Exercise brief: Write the records out again, precisely as they stand.

[Stored data]
☆ ☆ ☆ ☆ ☆
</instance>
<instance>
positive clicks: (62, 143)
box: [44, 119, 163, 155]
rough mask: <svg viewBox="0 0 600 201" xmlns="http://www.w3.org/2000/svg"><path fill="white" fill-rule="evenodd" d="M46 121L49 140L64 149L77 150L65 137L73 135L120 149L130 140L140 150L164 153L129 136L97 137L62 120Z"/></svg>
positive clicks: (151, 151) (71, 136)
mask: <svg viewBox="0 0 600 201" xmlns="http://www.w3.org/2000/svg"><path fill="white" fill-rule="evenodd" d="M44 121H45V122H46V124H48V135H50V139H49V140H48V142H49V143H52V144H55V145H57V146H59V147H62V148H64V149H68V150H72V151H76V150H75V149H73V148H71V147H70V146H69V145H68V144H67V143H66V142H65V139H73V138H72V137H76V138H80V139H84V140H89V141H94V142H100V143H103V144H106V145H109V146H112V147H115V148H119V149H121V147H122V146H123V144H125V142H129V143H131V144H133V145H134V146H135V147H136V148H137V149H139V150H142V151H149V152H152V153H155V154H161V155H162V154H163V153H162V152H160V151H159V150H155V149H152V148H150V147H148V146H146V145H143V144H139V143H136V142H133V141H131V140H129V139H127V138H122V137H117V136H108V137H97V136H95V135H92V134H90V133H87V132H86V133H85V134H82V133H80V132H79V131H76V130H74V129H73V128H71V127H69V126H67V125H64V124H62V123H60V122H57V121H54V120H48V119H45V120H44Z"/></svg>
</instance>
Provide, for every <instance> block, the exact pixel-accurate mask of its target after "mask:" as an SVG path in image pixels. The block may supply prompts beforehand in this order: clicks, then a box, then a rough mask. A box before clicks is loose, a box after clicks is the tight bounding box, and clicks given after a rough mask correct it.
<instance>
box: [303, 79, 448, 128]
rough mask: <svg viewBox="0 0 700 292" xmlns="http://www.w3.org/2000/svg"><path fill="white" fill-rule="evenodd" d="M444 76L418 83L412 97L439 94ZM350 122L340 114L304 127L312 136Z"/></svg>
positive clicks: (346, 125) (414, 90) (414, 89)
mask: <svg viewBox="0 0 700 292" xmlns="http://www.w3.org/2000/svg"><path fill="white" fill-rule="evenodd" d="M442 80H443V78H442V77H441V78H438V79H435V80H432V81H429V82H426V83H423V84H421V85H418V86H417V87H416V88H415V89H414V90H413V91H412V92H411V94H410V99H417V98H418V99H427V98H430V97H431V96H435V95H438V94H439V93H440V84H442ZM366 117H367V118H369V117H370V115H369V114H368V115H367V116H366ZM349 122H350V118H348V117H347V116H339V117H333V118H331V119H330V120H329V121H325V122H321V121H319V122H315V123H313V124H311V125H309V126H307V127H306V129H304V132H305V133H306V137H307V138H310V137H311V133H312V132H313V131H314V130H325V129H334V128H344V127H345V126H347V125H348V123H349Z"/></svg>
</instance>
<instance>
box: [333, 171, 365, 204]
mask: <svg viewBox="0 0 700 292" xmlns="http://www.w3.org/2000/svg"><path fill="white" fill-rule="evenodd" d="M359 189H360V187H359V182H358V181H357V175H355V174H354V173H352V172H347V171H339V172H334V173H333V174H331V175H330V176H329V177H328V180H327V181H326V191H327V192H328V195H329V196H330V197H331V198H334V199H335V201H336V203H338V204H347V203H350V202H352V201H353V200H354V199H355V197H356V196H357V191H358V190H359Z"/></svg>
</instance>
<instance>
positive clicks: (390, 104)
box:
☆ ☆ ☆ ☆ ☆
Response area:
</instance>
<instance>
positive clicks: (62, 143)
box: [44, 119, 163, 155]
rough mask: <svg viewBox="0 0 600 201" xmlns="http://www.w3.org/2000/svg"><path fill="white" fill-rule="evenodd" d="M46 121L49 140L64 149L77 150L65 137L73 135L120 149L130 140L140 150L164 153L129 136L97 137L62 120Z"/></svg>
positive clicks: (151, 151) (71, 136)
mask: <svg viewBox="0 0 600 201" xmlns="http://www.w3.org/2000/svg"><path fill="white" fill-rule="evenodd" d="M44 121H45V122H46V124H48V135H50V139H49V140H48V142H49V143H52V144H55V145H57V146H59V147H62V148H64V149H68V150H72V151H76V150H75V149H73V148H71V147H70V146H69V145H68V144H67V143H66V142H65V139H73V138H72V137H76V138H80V139H84V140H89V141H94V142H100V143H103V144H106V145H109V146H112V147H115V148H119V149H121V147H122V146H123V144H125V142H129V143H131V144H133V145H134V146H135V147H136V148H137V149H139V150H142V151H149V152H152V153H155V154H161V155H162V154H163V153H162V152H160V151H159V150H155V149H152V148H150V147H148V146H146V145H143V144H139V143H136V142H133V141H131V140H129V139H127V138H122V137H117V136H108V137H97V136H95V135H92V134H90V133H87V132H86V133H85V134H82V133H80V132H79V131H76V130H74V129H73V128H71V127H69V126H67V125H64V124H62V123H60V122H57V121H54V120H48V119H45V120H44Z"/></svg>
</instance>
Provide, for every <instance> block, the exact pixel-accurate mask of its target after "mask:" as an SVG path in image pixels. The block may supply prompts beforehand in this order: clicks, then a box, then a rough mask. A box before clicks is loose, a box after clicks is the tight bounding box, and clicks given after a rough mask correct it.
<instance>
box: [303, 79, 448, 128]
rough mask: <svg viewBox="0 0 700 292" xmlns="http://www.w3.org/2000/svg"><path fill="white" fill-rule="evenodd" d="M444 76L418 83L412 97L439 94ZM350 122L340 114L304 127L312 136Z"/></svg>
positive clicks: (346, 125) (414, 90) (414, 89)
mask: <svg viewBox="0 0 700 292" xmlns="http://www.w3.org/2000/svg"><path fill="white" fill-rule="evenodd" d="M442 80H443V78H442V77H441V78H438V79H435V80H432V81H429V82H426V83H423V84H421V85H418V86H417V87H416V88H415V89H414V90H413V91H412V92H411V94H410V99H417V98H418V99H427V98H430V97H431V96H435V95H438V94H439V93H440V84H442ZM366 117H367V118H369V117H370V115H369V114H368V115H367V116H366ZM349 122H350V118H348V117H347V116H339V117H333V118H331V119H330V120H329V121H325V122H321V121H319V122H315V123H313V124H311V125H309V126H307V127H306V129H304V132H305V133H306V137H307V138H310V137H311V133H312V132H313V131H314V130H325V129H334V128H344V127H345V126H347V125H348V123H349Z"/></svg>
</instance>
<instance>
box: [333, 171, 365, 204]
mask: <svg viewBox="0 0 700 292" xmlns="http://www.w3.org/2000/svg"><path fill="white" fill-rule="evenodd" d="M359 189H360V187H359V182H358V181H357V175H355V174H354V173H352V172H347V171H339V172H334V173H333V174H331V175H330V176H329V177H328V180H327V181H326V191H327V192H328V195H329V196H330V197H331V198H334V199H335V201H336V203H338V204H347V203H350V202H352V201H353V200H354V199H355V197H356V196H357V191H358V190H359Z"/></svg>
</instance>
<instance>
positive clicks: (390, 104)
box:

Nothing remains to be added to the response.